→ Directions for this task
Retype the entries below exactly, but begin at the line containing "Each instance of the dry" and end at the last line.

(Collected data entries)
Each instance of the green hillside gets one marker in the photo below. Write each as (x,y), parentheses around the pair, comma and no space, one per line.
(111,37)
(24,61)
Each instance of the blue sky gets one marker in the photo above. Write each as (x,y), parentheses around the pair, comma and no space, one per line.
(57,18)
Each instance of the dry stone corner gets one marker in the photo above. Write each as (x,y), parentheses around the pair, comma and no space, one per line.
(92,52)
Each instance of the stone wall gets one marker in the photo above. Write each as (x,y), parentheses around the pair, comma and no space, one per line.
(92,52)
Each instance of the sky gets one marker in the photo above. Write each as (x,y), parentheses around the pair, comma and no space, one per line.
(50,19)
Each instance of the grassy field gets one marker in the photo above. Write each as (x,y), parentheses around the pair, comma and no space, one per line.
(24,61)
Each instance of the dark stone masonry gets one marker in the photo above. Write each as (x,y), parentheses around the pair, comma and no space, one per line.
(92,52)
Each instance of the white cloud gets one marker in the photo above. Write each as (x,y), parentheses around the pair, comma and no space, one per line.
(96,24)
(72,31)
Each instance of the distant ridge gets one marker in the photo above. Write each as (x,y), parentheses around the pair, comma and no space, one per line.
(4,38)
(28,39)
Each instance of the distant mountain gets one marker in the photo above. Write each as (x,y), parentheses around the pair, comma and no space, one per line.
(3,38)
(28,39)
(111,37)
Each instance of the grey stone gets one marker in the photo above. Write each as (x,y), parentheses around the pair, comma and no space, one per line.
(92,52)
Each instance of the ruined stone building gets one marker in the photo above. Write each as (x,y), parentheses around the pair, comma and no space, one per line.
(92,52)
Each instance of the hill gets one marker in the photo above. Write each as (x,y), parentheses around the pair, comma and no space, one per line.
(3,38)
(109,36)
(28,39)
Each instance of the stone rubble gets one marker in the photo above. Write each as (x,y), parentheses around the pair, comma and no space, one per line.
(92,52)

→ Your solution
Each instance of the dry stone corner gets one marker in the photo above. Write each as (x,y), parentheses around the pair, comma and no space, one per line.
(92,52)
Each instance of the stone wall gets one marker in the photo above. Write each as (x,y), parentheses around the pair, comma and no space, one per line.
(92,52)
Each instance of the sky gets one marker in the photo above. Write each as (x,y), parentheses around the pair, comma and no space, one per line.
(50,19)
Each instance of the grassy field gets one marker in the photo above. Write each as (x,y), parentheses around the pair, comma and no space, one per line.
(24,61)
Each instance of the dark stone masonry gets one marker in the photo above. Write each as (x,y), parentheses around the pair, comma and no space, one per line.
(92,52)
Each instance of the white cloud gets one marker in the photo above. Write each as (x,y), parentheses around the pair, comma and no space, one per line.
(96,24)
(72,31)
Each instance of the distant ridge gets one marker in the photo above. Write each as (x,y), parentheses around the pair, comma and no space, one per line.
(4,38)
(28,39)
Each instance of the distant mountain gets one marker in the photo above. Write each as (x,y), parentheses around the pair, comma and no space, one per line.
(3,38)
(28,39)
(111,37)
Each instance of the grey stone gets one marker in the photo above. Write each as (x,y), parentheses around the pair, comma and no space, one per line.
(92,52)
Each instance of the ruined stone building gets one marker in the photo above. Write each as (x,y), parentheses around the pair, comma and no space, one per line.
(92,52)
Each instance of the hill gets one marker in the photo above. Write each as (x,y), parentheses around the pair, comma and no space, one per line.
(3,38)
(109,36)
(28,39)
Each instance of the stone rubble gets one marker in the photo above. Write each as (x,y), parentheses around the pair, comma and no space, one per line.
(92,52)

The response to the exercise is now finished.